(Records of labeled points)
>> Begin
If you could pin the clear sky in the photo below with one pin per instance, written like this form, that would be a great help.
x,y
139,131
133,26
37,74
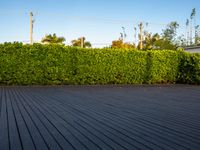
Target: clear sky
x,y
100,21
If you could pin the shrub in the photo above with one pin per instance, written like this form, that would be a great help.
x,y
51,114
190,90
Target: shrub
x,y
57,64
163,66
189,69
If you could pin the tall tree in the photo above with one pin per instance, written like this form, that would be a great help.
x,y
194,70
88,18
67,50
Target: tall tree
x,y
53,39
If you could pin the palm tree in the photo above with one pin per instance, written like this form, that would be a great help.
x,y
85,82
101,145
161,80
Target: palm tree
x,y
81,42
192,16
53,39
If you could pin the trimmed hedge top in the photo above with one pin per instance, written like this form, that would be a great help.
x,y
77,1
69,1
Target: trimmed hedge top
x,y
56,64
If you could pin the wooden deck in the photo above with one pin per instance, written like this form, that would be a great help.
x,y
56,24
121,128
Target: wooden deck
x,y
100,118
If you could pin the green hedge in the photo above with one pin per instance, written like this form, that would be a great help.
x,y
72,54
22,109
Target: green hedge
x,y
56,64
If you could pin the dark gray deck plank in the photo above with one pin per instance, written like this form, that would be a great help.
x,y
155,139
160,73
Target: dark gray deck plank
x,y
100,117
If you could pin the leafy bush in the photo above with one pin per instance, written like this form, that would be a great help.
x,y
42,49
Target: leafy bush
x,y
189,69
56,64
163,66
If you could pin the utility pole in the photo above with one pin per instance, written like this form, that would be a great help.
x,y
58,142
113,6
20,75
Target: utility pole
x,y
82,42
31,28
135,35
141,35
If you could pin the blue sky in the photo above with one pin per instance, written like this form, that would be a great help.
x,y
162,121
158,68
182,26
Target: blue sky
x,y
100,21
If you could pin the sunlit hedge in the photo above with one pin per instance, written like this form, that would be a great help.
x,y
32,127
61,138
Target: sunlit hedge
x,y
56,64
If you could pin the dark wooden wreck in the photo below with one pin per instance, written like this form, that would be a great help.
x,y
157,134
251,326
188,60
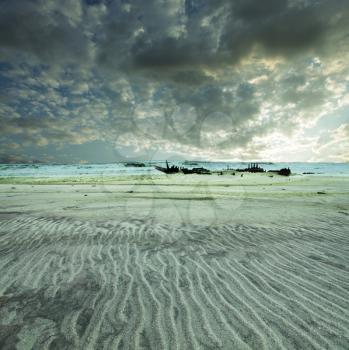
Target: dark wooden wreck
x,y
252,168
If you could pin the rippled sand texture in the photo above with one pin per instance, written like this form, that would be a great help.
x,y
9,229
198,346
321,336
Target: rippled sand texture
x,y
68,284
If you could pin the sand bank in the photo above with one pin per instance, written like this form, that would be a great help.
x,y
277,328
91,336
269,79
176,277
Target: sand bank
x,y
175,262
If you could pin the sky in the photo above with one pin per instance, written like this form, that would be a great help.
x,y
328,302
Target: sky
x,y
115,80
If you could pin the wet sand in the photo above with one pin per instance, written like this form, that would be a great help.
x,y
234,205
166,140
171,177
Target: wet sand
x,y
175,262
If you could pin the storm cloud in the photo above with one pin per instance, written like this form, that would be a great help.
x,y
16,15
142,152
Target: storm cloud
x,y
196,78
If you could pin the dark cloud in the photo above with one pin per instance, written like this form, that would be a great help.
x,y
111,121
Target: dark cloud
x,y
168,72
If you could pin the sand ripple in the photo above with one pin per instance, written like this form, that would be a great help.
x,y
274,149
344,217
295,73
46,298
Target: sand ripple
x,y
68,284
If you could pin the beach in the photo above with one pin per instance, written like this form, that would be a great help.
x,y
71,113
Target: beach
x,y
174,262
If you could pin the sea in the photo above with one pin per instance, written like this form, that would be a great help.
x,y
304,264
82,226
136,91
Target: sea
x,y
125,169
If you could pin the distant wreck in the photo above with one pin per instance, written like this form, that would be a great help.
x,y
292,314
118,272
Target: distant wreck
x,y
252,168
255,168
173,169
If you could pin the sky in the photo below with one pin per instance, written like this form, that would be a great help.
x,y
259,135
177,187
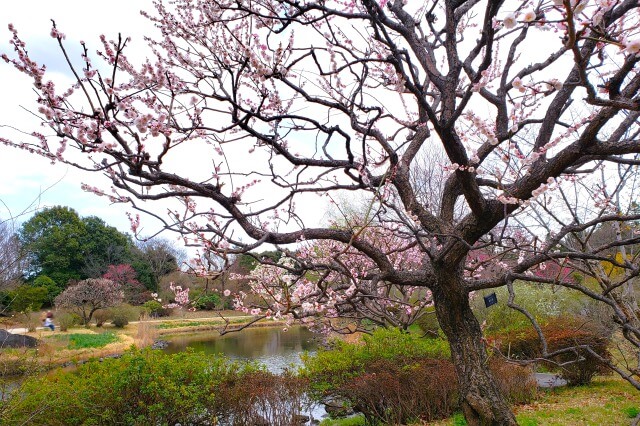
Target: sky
x,y
28,182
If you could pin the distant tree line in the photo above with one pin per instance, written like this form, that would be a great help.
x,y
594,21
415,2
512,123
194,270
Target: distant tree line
x,y
57,248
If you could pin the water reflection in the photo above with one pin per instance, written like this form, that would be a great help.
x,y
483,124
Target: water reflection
x,y
271,346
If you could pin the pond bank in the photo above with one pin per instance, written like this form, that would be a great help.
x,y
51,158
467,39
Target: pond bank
x,y
51,352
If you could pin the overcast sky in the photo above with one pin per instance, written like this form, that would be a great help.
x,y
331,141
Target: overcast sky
x,y
29,181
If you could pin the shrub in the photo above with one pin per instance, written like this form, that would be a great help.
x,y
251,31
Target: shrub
x,y
208,302
577,366
516,382
141,388
101,316
119,320
394,377
31,320
389,392
329,368
153,308
66,320
53,289
261,397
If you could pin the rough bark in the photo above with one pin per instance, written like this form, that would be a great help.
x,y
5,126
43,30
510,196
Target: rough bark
x,y
482,401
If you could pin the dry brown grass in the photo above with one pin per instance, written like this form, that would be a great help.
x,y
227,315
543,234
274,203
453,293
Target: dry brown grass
x,y
146,334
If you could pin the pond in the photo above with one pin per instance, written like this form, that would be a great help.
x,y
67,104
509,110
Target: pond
x,y
272,346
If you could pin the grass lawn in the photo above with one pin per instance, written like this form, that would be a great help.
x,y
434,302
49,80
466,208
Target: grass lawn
x,y
187,323
86,340
606,401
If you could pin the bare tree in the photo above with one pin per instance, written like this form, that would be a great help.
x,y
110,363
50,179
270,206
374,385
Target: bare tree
x,y
12,258
334,97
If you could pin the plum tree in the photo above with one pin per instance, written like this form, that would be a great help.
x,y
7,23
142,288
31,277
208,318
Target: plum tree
x,y
250,114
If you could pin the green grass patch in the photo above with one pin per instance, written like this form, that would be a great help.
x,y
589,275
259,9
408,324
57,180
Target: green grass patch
x,y
348,421
86,340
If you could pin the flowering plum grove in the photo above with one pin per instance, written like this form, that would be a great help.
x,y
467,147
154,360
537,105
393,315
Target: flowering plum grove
x,y
251,112
90,295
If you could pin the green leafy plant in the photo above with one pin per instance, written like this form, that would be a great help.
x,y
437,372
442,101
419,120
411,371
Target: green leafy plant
x,y
142,387
208,302
88,340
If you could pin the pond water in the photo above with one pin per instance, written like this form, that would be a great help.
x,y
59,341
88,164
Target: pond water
x,y
272,346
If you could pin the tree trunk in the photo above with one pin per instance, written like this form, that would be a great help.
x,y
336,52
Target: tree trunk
x,y
482,401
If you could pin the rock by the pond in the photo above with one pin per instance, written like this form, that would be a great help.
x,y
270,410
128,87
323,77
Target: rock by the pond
x,y
160,344
9,340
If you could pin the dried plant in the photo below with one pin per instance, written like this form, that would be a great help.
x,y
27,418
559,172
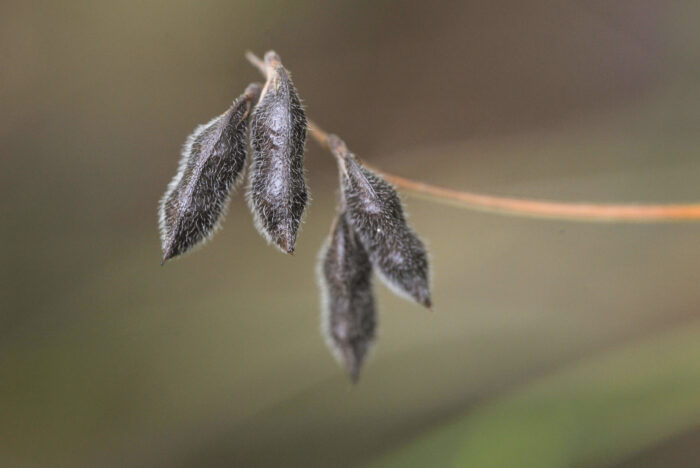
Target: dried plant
x,y
348,314
277,193
212,162
369,233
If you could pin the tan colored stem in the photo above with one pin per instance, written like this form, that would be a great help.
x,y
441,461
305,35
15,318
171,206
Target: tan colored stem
x,y
584,212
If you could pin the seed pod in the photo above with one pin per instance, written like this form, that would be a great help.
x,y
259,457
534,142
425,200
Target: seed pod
x,y
376,214
212,162
277,194
348,318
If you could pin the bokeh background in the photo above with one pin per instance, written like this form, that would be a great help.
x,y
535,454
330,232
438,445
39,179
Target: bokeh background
x,y
552,344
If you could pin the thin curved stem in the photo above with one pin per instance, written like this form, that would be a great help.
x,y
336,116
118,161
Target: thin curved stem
x,y
584,212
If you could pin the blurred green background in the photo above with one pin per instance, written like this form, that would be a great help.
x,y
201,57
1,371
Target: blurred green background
x,y
552,344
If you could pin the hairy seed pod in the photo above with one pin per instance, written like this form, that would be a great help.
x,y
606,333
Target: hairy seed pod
x,y
348,319
376,214
213,159
277,194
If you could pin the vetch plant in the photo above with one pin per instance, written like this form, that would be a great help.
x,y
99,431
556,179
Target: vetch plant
x,y
369,234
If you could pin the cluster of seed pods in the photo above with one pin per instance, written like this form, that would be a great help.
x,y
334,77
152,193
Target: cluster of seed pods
x,y
369,233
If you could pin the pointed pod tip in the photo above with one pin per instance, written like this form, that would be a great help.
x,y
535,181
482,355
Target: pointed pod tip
x,y
272,59
167,255
252,92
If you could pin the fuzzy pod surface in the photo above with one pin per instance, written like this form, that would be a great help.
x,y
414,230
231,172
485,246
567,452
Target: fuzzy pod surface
x,y
376,214
277,192
212,162
348,318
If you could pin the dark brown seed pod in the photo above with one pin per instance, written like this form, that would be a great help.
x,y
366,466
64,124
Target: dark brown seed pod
x,y
213,159
348,319
277,194
376,214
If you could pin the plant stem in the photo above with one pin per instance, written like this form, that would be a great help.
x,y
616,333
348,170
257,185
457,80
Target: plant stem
x,y
584,212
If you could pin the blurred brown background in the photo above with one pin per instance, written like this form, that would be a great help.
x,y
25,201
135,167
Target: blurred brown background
x,y
552,343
>> End
§ **WHAT YOU HAVE TO DO**: Starting at the line with "If you could pin the vetch", copy every line up to and including the last one in the entries above.

§ **SOLUTION**:
If you could pin the vetch plant in the photo above with one pin per instance, written like this form, that would be a great help.
x,y
99,431
556,179
Target: vetch plant
x,y
369,234
If you could pin the cluster of seed pods in the photo above with one pin per instance, written like this form, that would be a great help.
x,y
334,77
152,193
Target: cluster of seed pods
x,y
369,233
If you could pin the pointed pod tip in the photo above with one pin per instance, written like this form, that would be a great help.
x,y
535,181
482,355
Target: pointed pod tip
x,y
272,59
167,255
252,92
If you could pin the fuzzy pod surface in the photo above with one pin per instance, written like this form, that would be a great help.
x,y
414,230
231,172
485,246
567,452
Target: fuzzy pod surface
x,y
376,214
277,192
212,162
348,318
If you could pin the dark brown seed pod in the photo above with one pin per instance, written like this form, that would be a great help.
x,y
366,466
64,124
Target: dark brown seed pod
x,y
213,159
348,319
277,194
376,214
If you could pin the plant stem in the photo above with one pin per instance, written like this form, that would be a great help.
x,y
616,333
348,170
257,185
457,80
Target: plant stem
x,y
584,212
If you could pin the blurred brown background in the photo above with one pin per instance, written like this form, that would be a great help.
x,y
25,201
135,167
Target: blurred brown background
x,y
552,343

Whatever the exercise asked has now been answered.